> [WYKAZ DANYCH]:

━━━━━━━━

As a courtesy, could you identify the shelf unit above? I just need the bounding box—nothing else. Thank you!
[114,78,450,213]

━━━━━━━━

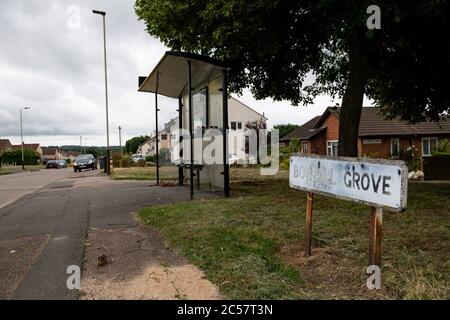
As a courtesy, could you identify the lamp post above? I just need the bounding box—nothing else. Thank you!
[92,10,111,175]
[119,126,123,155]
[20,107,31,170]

━━━━━━━━

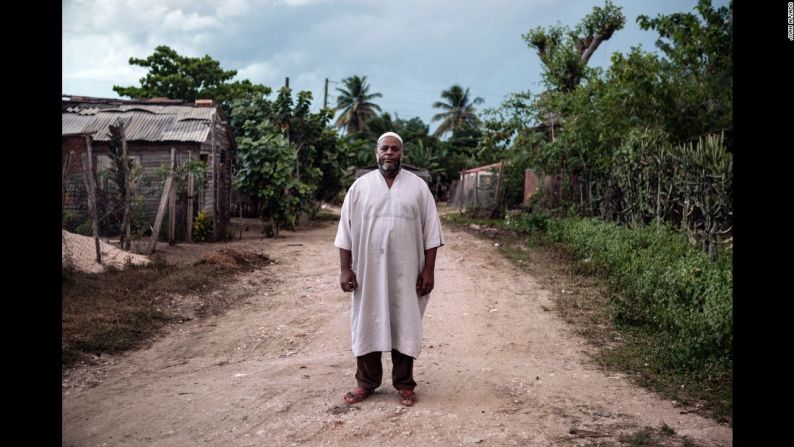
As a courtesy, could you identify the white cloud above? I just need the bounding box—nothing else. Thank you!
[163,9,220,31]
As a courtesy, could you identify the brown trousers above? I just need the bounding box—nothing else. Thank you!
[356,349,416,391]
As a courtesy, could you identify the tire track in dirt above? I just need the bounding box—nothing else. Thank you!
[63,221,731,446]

━━━━━━━━

> [ZADANIE DO WYKONANIA]: Proszę przepisać bez żadnych zmian tylko ten fragment danych, który zaczyna się wierszem zawierającym „As a courtesy, could you identify the brown”, a kończy wierszem zawierającym „[63,221,731,446]”, razem z obydwoma tymi wierszami.

> [ODPOWIEDŹ]:
As a courtesy, could you identify the brown trousers above? I just need the bounding box—nothing else. Thank you!
[356,349,416,391]
As a courtesy, could you identify the tire track in dirt above? I just need the bounding box—nothing else. Thank you!
[63,221,731,446]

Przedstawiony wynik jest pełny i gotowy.